→ WHAT TO DO
Quote the listing below word for word, leaving out nothing.

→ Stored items
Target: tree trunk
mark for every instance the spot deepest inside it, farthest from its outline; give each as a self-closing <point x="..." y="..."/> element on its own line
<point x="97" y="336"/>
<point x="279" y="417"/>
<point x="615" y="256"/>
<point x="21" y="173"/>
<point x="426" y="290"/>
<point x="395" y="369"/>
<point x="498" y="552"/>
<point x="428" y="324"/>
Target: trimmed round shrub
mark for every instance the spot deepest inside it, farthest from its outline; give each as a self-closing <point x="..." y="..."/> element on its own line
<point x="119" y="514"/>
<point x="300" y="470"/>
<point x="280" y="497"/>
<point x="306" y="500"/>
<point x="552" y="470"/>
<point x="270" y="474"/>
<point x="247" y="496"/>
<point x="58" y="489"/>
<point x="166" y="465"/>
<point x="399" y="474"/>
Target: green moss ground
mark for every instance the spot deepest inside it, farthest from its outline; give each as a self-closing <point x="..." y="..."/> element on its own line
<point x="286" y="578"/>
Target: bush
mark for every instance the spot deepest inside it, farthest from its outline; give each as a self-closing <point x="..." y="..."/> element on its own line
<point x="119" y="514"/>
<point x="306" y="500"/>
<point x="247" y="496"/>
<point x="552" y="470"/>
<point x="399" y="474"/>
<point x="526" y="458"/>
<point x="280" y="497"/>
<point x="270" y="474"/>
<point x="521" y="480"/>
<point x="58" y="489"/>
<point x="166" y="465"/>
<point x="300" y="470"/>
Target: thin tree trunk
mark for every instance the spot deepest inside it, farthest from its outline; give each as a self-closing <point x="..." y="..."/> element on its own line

→ SOLUTION TO THIS PROBLEM
Target: tree trunk
mark for every instance the spot deepest inside it, farthest from its outline; give each as a self-closing <point x="..." y="..."/> element on its own line
<point x="97" y="336"/>
<point x="279" y="417"/>
<point x="615" y="256"/>
<point x="21" y="173"/>
<point x="426" y="290"/>
<point x="395" y="369"/>
<point x="498" y="552"/>
<point x="428" y="324"/>
Target: trimmed round shrub
mark for every instance the spot deepest inside it, farthest from its outline; give each as a self-closing <point x="..." y="..."/> element on its own line
<point x="119" y="514"/>
<point x="300" y="470"/>
<point x="280" y="497"/>
<point x="306" y="500"/>
<point x="552" y="470"/>
<point x="270" y="474"/>
<point x="247" y="496"/>
<point x="58" y="489"/>
<point x="166" y="465"/>
<point x="399" y="474"/>
Target: green moss ground
mark for every instance the spot deepest inside it, farthest from its outline; give each as a self-closing <point x="..." y="..."/> element on its own line
<point x="286" y="578"/>
Target: bush
mark for every instance the spot deepest inside it, farthest from its outline; give each as a self-closing <point x="..." y="..."/> element on its own line
<point x="119" y="514"/>
<point x="306" y="500"/>
<point x="247" y="496"/>
<point x="552" y="470"/>
<point x="399" y="474"/>
<point x="526" y="458"/>
<point x="280" y="497"/>
<point x="270" y="474"/>
<point x="521" y="480"/>
<point x="58" y="489"/>
<point x="166" y="465"/>
<point x="300" y="470"/>
Target: thin tree trunk
mark for every instance the spot deepest inside it, farthest from its outline; give each as a self-closing <point x="..." y="..."/> element on its own line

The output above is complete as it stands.